Copy the lines from the one containing "Return one point per instance of the boy" through the one containing "Target: climbing ivy", including both of those lines, and leave the pictures out of your copy.

---

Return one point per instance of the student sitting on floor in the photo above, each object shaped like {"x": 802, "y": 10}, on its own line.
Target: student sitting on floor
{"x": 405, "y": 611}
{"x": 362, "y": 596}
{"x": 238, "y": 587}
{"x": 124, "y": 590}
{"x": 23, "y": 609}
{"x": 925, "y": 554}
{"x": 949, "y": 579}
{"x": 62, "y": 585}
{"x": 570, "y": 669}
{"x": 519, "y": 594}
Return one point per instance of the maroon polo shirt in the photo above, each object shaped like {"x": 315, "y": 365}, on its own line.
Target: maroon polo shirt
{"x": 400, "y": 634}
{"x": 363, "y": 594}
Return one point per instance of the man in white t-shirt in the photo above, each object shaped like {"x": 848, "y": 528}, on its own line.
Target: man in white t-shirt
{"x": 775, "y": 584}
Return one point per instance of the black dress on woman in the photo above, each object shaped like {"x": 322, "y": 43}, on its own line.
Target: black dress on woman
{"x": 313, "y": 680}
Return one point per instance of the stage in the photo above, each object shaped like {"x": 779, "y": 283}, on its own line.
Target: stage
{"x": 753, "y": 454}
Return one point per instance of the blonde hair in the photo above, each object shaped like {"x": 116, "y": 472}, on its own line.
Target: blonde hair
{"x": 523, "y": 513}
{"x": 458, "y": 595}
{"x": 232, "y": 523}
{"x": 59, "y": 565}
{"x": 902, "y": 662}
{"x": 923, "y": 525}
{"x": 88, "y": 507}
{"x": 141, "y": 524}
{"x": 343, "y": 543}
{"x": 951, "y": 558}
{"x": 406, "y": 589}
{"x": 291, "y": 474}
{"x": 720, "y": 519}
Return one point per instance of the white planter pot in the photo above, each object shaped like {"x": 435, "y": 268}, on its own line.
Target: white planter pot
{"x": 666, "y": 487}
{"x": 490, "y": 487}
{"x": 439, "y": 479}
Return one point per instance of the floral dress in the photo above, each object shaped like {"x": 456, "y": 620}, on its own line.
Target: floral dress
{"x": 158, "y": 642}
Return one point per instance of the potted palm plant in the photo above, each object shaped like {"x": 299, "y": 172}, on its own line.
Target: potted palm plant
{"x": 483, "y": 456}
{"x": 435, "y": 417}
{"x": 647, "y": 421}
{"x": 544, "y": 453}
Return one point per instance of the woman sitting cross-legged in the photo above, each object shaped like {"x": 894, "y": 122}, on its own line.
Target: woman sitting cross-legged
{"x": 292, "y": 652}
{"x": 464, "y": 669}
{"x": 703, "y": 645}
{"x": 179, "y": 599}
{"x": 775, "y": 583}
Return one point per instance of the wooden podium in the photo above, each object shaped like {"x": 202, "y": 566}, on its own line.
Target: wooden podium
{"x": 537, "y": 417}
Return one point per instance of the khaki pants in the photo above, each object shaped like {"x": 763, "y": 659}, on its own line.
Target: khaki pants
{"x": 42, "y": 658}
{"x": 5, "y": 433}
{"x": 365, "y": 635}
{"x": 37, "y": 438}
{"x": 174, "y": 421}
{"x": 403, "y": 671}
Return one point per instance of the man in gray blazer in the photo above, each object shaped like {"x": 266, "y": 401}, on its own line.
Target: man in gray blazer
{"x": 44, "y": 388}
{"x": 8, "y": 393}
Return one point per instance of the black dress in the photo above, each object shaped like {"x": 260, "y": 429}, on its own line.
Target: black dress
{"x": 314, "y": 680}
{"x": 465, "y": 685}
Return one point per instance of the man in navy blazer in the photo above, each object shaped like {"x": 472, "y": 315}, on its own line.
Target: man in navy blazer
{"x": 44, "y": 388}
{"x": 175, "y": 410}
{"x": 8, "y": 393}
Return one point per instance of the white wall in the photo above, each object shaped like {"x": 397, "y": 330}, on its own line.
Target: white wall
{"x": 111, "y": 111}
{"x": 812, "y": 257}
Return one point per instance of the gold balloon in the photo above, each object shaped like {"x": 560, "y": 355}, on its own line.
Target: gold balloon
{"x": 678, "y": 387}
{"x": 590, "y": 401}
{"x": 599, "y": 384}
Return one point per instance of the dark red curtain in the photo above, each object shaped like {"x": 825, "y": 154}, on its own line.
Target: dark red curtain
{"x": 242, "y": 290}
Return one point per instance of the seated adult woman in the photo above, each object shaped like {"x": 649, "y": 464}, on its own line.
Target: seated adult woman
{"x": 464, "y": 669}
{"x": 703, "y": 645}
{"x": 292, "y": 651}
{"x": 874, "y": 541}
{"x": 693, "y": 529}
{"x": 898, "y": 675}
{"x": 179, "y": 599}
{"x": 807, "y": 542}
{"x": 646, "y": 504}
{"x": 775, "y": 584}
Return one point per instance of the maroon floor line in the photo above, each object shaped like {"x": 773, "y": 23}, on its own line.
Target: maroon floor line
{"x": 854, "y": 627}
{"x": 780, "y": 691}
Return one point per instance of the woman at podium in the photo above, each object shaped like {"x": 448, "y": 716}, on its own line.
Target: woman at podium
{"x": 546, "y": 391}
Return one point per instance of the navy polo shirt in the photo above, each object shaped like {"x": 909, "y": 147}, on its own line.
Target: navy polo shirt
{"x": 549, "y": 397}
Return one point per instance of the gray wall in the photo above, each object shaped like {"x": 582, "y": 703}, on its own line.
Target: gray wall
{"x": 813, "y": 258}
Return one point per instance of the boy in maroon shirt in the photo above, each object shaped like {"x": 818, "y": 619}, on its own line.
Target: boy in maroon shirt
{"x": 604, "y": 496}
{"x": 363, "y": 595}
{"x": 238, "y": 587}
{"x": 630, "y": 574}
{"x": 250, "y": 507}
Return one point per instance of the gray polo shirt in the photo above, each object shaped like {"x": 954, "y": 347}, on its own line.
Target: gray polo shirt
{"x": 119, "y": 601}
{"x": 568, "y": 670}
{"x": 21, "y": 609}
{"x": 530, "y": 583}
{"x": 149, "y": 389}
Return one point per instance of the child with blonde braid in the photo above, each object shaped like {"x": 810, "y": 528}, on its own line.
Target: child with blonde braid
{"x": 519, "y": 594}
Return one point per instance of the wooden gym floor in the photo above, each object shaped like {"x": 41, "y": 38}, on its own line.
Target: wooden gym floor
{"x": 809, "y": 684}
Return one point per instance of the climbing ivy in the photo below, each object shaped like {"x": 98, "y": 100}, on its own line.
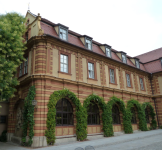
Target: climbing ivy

---

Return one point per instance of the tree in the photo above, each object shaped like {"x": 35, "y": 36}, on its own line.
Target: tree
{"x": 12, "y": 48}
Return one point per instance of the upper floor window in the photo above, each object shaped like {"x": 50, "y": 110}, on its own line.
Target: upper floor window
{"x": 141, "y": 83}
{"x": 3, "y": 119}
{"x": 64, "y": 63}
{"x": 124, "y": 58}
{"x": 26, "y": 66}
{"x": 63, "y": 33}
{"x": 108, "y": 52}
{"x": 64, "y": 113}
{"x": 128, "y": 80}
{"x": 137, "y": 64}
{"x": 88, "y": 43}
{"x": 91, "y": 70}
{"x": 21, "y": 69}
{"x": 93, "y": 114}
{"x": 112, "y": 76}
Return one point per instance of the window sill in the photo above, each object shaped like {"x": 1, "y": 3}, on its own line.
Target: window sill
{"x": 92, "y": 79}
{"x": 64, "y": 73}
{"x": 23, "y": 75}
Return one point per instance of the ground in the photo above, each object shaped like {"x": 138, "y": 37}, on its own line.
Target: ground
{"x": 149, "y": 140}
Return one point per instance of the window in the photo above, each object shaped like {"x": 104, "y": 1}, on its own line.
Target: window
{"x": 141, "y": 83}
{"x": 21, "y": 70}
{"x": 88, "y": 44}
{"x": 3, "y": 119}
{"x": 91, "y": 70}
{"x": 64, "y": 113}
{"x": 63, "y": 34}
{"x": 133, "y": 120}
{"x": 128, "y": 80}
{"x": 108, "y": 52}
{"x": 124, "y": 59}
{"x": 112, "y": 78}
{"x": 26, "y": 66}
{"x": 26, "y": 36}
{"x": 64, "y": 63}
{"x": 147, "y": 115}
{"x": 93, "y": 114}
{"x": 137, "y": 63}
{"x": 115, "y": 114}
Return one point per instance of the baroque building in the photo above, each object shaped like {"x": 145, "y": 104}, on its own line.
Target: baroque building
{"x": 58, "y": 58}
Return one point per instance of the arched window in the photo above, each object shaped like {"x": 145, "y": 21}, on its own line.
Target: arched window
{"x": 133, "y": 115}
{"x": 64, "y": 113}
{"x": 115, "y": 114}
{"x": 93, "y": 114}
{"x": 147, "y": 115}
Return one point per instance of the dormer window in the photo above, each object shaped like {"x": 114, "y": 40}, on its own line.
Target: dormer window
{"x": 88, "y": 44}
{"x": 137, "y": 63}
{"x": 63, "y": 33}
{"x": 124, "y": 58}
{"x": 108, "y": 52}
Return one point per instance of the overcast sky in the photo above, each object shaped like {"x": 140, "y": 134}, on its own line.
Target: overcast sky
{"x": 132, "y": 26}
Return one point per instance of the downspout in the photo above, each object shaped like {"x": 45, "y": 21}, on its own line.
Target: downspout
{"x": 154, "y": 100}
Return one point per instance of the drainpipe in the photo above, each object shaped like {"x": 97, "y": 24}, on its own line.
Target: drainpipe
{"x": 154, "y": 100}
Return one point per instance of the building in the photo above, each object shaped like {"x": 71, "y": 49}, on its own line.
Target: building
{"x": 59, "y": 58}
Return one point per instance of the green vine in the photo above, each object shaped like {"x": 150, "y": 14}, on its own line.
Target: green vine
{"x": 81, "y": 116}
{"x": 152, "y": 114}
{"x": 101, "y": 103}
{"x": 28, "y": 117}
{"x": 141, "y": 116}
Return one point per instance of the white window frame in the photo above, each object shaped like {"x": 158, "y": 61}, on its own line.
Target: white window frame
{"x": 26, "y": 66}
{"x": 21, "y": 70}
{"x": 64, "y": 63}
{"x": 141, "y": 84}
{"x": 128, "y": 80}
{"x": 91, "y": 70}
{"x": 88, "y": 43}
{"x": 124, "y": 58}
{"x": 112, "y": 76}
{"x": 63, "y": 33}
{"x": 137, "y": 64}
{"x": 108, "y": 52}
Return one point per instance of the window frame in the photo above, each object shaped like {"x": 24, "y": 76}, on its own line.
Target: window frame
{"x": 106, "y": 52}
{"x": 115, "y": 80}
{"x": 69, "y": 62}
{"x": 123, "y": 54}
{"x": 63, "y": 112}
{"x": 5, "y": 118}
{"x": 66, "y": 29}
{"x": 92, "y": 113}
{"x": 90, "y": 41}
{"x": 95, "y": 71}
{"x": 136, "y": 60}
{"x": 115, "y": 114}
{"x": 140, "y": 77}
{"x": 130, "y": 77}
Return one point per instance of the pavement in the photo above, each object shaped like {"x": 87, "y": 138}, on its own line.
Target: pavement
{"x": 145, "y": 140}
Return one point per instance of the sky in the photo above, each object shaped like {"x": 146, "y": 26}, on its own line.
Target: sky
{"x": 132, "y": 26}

---

Solution to the problem ->
Return one point per instance of the boy in maroon shirt in the photo above, each object shaped like {"x": 818, "y": 619}, on its own line.
Target: boy in maroon shirt
{"x": 604, "y": 496}
{"x": 363, "y": 595}
{"x": 238, "y": 587}
{"x": 630, "y": 574}
{"x": 250, "y": 507}
Return one point per instance of the gray polo shirt in the photo above, each object shaped like {"x": 954, "y": 347}, on its own line.
Target: gray polo shirt
{"x": 119, "y": 601}
{"x": 568, "y": 670}
{"x": 21, "y": 609}
{"x": 530, "y": 583}
{"x": 149, "y": 389}
Return one point per instance of the child with blonde braid in the photo above, each object shaped like {"x": 810, "y": 528}, on its own line.
Target: child with blonde braid
{"x": 519, "y": 594}
Return one point per instance of the wooden gym floor in the photo above, each object shaped like {"x": 41, "y": 38}, on its own line.
Target: wooden gym floor
{"x": 809, "y": 684}
Return one point per instance of the climbing ivy in the photo below, each object shaped like {"x": 98, "y": 100}, on its own line.
Target: climbing ivy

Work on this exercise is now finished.